What to do: Output exactly, please, the lines of the records below from the one containing "Target: dirt trail edge" through the final line.

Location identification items
────────

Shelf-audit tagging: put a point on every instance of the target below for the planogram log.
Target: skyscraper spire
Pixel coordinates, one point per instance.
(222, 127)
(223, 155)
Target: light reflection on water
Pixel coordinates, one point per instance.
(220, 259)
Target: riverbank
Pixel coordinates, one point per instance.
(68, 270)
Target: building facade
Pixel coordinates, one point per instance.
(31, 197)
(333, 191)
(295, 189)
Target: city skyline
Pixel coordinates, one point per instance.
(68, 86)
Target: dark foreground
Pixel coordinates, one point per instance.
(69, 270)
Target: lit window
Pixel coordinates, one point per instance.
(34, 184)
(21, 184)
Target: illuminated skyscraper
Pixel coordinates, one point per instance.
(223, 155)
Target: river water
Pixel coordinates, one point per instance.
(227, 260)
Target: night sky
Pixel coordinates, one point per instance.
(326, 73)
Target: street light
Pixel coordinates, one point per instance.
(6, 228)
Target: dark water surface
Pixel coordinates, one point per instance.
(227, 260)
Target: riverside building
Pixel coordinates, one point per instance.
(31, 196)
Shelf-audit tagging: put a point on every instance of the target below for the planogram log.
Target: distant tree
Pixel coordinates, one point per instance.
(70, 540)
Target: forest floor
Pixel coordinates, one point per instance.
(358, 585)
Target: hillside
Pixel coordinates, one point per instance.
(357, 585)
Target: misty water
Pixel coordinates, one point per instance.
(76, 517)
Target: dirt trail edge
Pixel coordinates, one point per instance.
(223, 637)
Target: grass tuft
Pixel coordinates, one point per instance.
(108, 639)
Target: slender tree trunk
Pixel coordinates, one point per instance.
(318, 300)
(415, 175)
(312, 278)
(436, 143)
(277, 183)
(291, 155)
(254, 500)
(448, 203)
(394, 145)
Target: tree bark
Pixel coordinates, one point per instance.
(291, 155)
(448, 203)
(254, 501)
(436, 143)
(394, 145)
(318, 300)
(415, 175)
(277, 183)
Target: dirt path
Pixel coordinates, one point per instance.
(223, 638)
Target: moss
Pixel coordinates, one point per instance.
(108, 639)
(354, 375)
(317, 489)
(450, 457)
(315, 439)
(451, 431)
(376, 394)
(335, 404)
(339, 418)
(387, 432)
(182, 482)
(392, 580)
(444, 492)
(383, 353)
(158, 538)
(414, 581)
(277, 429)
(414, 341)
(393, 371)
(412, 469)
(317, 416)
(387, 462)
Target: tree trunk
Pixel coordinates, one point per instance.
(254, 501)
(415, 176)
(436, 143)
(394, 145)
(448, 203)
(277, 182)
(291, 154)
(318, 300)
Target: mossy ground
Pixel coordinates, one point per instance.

────────

The reply:
Target: dirt trail edge
Pixel coordinates, one point per instance.
(223, 637)
Target: grass tuft
Pixel coordinates, one point per instance.
(108, 639)
Target: slender tree trunk
Pixel coordinates, one point per instance.
(318, 300)
(415, 175)
(312, 278)
(436, 143)
(277, 183)
(291, 155)
(254, 500)
(448, 203)
(394, 145)
Target: tree bark
Pixel coordinates, one point per instance.
(291, 155)
(448, 203)
(254, 501)
(436, 143)
(394, 145)
(318, 300)
(415, 175)
(277, 183)
Target: dirt path
Pixel coordinates, one point per instance.
(223, 638)
Target: moss
Pixel coordinates, one point per instance.
(108, 639)
(354, 375)
(317, 489)
(450, 457)
(315, 439)
(451, 431)
(376, 394)
(335, 404)
(339, 418)
(387, 432)
(182, 482)
(392, 580)
(444, 492)
(383, 353)
(158, 538)
(414, 581)
(277, 429)
(414, 341)
(393, 371)
(412, 469)
(317, 416)
(387, 462)
Target: tree trunk
Pixel coordinates, one point per instance.
(254, 501)
(415, 176)
(436, 143)
(394, 145)
(448, 203)
(277, 182)
(291, 154)
(318, 300)
Target: mossy ground
Pixel coordinates, one point per instance.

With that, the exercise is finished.